- **TO BE DONE**
1) Answer these questions using the Earth Charter reflection:
(a) In what year was the Earth Charter presented to the earth community?
(b) Which chapter of Matthew's gospel does the Earth Charter reflection discuss?
(c) What was the date of the USA Weekend issue mentioned in the Earth Charter reflection?
2) Decide whether each statement agrees with the Earth Charter reflection, and support each yes or no with a quotation from it.
(a) The Earth Charter was created by the United Nations.
(b) The Earth Charter reflection names six overarching principles.
(c) The USA Weekend issue offered 37 ways to help the Earth.
3) Rewrite the part of the Earth Charter reflection that starts at "What can Christian" and ends at "of the Earth?", putting "harm" in place of "damage".

- **DOCUMENT PASSAGE**
::::

Part 5: Christian Discipleship and the Earth Charter

“To move forward
we must recognize that in the midst
of a magnificent diversity of culture and life forms
we are one human family and one Earth Community
with a common destiny.”

(from Preamble to the Earth Charter)

All Christians of the 21st century, indeed all human beings, have a sacred duty to care for the community of life on our earthly home. The Earth Charter, which was created by the United Nations and presented to the earth community in 2000, can inspire in all of us “a new sense of global interdependence and shared responsibility for the well-being of the human family and the larger living world.”

As Christian disciples guided, first of all, by the words of sacred scripture, we can find the gospel of Matthew echoed in this new charter for the human family. Matthew, in his well-known twenty-fifth chapter about the last judgment, predates the Earth Charter by two millennia.

In his parable we read that at the end all the nations will be assembled before the throne of the Son of Man in his glory. Jesus then divides the human family into the righteous and the wicked, rewarding the good for their mercy and compassion. These good members of the human family, unaware of how much they have done for those in need, ask him, “When did we see you hungry…, thirsty…, a stranger…, naked…, ill…. in prison…? He responds: “Come, you who are blessed… and inherit the kingdom prepared for you from the foundation of the world…. Amen, I say to you, whatever you did for the least of my brothers and sisters, you did for me” (25:37-40).

For us today the Earth Charter provides a way to continue what Christians have always been challenged to do. For people of God living in the 21st century, the Earth Charter sets forth the ethical vision needed for the present and future world. This challenge to all the peoples of today and tomorrow can awaken “a new reverence for life, the firm resolve to achieve sustainability, the quickening of the struggle for justice and peace, and joyful celebration of life” (conclusion of the Charter).

What can Christian disciples, and people of every faith, contribute to the struggle to reverse the damage and neglect to which we have subjected the earth? How can we assure the future well-being of the Earth?

How are you educating yourself (and others) on such problems as global warming, reducing the wasteful use of energy, the loss of species such as birds and fish, loss of water access for many people?

Reflect on this slogan: “Think globally and act locally.” How can you be more aware of what is going on either globally or locally? One way is to look to current media for suggestions. For example, USA Weekend (included in many Sunday newspapers) focused its September 17, 2007 issue on “37 exciting, easy ways to help the Earth.” Each way suggests how the action is good for the environment and why it is good for you.

The Earth Charter outlines for all of us a broad conception of what constitutes a sustainable world community. As Christian disciples let us be challenged by these four overarching principles:

  • Respect and Care for the Community of Life,
  • Ecological Integrity,
  • Social and Economic Justice,
  • Democracy, Nonviolence, and Peace.

In calling us to respect and care for the community of life, the Earth Charter asks us to respect Earth (the capital letter is always used) in a number of ways. How can we care for any local situation with understanding, compassion, and love? How can we help the community we live in to be more just and peaceful? What can we do personally to foster Earth’s bounty and beauty around us?

::::

- **Dataset entries**
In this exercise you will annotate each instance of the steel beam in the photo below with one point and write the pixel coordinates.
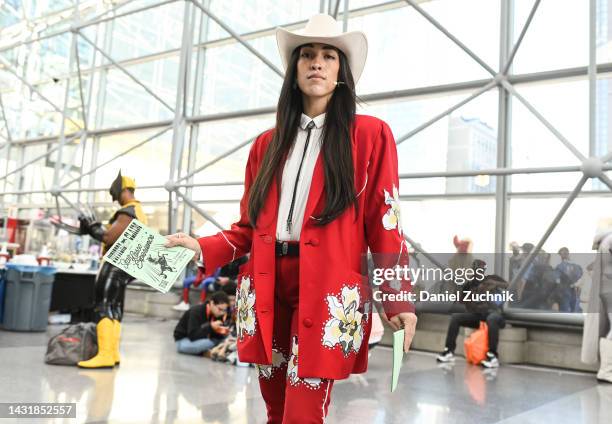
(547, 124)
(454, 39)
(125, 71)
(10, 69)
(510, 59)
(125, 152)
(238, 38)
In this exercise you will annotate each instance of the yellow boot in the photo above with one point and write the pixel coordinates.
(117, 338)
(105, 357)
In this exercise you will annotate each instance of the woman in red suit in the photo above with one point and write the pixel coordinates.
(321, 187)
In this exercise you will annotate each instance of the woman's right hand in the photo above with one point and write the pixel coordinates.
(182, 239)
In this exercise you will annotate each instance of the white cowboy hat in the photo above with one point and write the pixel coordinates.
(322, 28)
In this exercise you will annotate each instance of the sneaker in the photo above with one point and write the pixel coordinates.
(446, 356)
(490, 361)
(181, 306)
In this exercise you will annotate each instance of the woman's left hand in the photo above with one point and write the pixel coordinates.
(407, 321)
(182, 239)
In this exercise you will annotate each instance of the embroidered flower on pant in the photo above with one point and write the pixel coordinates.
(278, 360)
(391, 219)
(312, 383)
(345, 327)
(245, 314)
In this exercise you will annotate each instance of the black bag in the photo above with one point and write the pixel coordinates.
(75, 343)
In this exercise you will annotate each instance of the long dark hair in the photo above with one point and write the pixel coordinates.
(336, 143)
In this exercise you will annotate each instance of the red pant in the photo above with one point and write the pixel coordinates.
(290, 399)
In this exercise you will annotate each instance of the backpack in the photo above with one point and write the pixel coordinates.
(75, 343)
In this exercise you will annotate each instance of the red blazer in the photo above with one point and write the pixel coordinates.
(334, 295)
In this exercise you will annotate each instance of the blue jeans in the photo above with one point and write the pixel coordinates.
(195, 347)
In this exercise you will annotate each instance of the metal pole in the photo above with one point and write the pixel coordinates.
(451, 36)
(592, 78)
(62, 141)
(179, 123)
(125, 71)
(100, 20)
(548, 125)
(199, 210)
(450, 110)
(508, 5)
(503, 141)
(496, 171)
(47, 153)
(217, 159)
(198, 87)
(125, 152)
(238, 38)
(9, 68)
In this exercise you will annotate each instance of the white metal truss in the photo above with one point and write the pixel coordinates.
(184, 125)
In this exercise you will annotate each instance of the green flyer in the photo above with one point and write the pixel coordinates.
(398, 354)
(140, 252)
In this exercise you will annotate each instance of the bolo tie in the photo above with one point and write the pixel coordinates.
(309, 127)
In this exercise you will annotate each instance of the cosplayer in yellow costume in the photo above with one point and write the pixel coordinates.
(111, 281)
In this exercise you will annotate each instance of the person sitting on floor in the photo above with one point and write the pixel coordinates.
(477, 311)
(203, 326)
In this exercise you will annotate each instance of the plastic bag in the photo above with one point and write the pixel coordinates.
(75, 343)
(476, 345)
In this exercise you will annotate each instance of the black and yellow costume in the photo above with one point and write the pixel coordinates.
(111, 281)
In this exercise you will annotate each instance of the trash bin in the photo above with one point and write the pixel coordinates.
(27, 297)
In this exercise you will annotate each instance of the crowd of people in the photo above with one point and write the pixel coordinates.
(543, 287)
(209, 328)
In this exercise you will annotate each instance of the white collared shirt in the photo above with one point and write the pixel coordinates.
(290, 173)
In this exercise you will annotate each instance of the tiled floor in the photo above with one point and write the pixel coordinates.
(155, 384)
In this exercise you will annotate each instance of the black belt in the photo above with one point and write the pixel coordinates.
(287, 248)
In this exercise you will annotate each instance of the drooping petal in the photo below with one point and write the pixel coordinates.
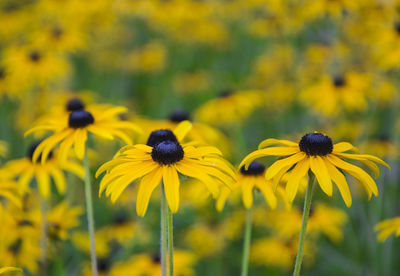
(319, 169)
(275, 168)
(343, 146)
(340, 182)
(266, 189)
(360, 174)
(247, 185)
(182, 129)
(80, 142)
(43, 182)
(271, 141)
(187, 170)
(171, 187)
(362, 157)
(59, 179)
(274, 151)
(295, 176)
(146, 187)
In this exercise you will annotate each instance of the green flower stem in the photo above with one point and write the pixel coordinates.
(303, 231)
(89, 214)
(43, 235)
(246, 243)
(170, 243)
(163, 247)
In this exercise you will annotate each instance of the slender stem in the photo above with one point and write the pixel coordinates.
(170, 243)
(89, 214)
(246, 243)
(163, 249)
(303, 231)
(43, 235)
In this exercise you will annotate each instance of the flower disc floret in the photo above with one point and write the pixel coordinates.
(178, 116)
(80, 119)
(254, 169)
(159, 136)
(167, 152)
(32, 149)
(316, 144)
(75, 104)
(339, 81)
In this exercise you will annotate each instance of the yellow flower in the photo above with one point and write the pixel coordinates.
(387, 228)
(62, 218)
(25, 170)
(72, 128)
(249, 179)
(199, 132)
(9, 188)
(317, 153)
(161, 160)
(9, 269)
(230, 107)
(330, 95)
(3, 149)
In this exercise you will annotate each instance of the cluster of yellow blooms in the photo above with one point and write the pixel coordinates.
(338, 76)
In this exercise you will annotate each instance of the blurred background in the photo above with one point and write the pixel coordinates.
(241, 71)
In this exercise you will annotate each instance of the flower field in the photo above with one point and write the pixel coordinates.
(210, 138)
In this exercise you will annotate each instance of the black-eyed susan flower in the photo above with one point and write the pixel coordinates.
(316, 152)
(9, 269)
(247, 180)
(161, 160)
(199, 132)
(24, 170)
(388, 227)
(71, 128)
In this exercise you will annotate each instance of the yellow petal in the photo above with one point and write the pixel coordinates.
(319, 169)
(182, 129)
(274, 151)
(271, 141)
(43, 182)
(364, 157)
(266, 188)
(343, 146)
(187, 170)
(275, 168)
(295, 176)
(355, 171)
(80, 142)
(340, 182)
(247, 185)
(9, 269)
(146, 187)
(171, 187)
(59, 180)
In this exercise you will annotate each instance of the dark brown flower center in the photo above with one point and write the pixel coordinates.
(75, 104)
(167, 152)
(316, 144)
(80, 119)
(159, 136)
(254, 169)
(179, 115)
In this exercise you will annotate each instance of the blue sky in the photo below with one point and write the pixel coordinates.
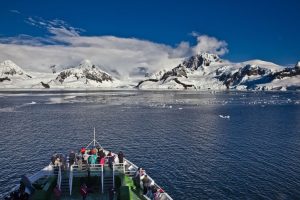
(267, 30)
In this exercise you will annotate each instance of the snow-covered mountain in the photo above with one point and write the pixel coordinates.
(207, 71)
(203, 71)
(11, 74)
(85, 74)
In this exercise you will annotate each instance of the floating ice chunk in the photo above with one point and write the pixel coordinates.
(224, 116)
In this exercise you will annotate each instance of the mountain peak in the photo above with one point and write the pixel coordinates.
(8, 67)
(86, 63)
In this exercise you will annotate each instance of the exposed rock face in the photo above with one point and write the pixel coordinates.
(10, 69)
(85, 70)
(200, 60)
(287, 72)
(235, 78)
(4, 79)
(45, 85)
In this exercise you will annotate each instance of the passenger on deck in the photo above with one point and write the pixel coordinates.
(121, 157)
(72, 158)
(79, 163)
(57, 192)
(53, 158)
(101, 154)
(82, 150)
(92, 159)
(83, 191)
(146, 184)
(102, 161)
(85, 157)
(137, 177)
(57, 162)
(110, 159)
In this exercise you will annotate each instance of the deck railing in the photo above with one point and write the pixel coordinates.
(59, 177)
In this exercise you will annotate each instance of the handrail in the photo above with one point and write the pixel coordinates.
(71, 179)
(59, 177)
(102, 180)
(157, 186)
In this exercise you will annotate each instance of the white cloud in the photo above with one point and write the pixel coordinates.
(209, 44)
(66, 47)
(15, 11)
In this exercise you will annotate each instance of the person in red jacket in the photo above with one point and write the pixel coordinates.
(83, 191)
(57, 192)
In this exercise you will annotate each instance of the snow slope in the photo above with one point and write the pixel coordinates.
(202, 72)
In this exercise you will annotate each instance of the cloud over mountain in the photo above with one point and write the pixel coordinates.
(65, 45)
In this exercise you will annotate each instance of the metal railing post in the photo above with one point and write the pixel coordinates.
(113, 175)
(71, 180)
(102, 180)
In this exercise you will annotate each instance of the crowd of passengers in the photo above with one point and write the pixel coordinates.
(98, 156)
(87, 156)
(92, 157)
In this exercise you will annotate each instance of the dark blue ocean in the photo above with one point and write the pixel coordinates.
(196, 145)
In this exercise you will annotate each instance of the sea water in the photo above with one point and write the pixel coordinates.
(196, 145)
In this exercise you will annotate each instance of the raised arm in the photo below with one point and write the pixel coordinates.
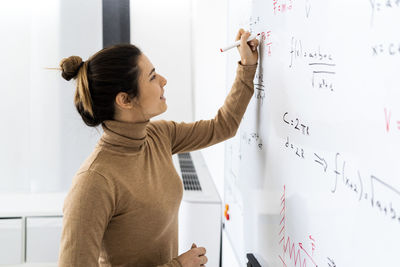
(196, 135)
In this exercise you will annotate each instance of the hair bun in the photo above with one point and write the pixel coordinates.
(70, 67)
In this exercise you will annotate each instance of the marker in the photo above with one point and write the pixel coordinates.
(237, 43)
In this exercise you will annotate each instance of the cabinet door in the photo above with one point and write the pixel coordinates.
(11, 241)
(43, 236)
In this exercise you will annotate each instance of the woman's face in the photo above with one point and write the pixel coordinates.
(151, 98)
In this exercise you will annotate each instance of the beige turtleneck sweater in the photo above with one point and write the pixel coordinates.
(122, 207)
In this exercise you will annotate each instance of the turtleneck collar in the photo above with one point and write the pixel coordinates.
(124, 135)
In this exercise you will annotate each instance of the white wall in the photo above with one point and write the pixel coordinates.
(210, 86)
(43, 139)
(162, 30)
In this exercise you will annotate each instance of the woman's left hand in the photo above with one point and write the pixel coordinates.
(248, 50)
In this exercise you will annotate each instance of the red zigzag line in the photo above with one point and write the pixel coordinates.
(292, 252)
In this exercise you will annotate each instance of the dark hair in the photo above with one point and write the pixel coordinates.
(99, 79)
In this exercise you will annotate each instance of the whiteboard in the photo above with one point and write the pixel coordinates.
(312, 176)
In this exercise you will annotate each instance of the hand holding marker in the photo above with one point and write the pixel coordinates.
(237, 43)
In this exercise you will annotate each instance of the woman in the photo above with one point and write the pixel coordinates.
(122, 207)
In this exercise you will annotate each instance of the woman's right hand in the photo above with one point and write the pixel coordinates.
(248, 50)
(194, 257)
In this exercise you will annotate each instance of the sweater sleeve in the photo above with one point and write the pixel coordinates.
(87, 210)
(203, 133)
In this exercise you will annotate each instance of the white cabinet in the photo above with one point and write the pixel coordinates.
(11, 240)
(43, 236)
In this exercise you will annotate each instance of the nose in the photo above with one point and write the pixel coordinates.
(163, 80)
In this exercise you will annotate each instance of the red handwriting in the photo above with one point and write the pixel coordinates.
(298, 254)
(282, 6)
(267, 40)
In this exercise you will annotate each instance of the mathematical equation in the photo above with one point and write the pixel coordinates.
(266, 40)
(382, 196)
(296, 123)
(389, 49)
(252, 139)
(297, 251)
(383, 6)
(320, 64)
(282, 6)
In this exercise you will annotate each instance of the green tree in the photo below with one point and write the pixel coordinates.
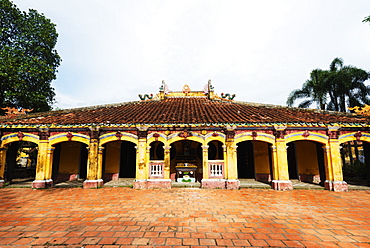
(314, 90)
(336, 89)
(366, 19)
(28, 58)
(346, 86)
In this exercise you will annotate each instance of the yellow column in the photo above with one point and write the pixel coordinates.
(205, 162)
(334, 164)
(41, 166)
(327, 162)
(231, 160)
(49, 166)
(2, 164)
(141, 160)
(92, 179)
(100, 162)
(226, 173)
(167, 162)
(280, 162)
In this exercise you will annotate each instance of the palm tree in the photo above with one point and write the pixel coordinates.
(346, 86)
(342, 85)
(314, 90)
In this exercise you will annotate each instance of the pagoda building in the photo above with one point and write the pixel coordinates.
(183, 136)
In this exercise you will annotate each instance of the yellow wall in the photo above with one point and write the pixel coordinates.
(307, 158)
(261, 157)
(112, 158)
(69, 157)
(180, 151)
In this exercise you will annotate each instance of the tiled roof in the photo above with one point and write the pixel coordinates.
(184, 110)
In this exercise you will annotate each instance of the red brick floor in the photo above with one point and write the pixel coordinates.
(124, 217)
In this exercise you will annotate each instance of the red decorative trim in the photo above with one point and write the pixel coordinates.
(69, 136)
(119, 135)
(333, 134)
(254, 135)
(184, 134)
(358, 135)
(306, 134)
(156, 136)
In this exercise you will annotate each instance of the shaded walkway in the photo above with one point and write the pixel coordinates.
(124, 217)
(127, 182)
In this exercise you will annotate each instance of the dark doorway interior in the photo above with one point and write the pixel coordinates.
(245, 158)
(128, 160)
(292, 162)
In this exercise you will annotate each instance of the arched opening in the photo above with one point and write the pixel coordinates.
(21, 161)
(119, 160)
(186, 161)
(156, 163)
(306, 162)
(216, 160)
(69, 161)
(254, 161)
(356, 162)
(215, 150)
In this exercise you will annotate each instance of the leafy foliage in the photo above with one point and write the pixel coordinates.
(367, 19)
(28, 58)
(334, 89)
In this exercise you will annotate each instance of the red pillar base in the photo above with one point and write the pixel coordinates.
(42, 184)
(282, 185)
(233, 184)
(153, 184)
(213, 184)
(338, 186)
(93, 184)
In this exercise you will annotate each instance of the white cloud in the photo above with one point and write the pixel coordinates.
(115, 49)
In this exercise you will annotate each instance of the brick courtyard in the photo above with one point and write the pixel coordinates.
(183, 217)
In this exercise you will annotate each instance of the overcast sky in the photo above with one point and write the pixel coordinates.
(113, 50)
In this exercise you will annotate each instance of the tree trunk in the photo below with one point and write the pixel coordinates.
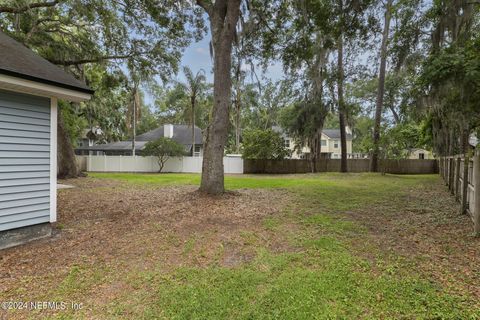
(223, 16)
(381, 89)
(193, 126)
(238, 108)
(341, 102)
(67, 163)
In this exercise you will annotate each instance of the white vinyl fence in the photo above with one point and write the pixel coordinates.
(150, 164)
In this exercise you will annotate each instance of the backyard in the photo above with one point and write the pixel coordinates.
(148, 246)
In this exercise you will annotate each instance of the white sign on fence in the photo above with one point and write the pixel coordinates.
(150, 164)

::::

- **RESULTS FOR THE EXERCISE**
1)
(a) 2000
(b) The twenty-fifth chapter
(c) September 17, 2007

2)
(a) Yes: "The Earth Charter, which was created by the United Nations and presented to the earth community in 2000"
(b) No: "As Christian disciples let us be challenged by these four overarching principles"
(c) Yes: "focused its September 17, 2007 issue on “37 exciting, easy ways to help the Earth.”"

3)
What can Christian disciples, and people of every faith, contribute to the struggle to reverse the harm and neglect to which we have subjected the earth? How can we assure the future well-being of the Earth?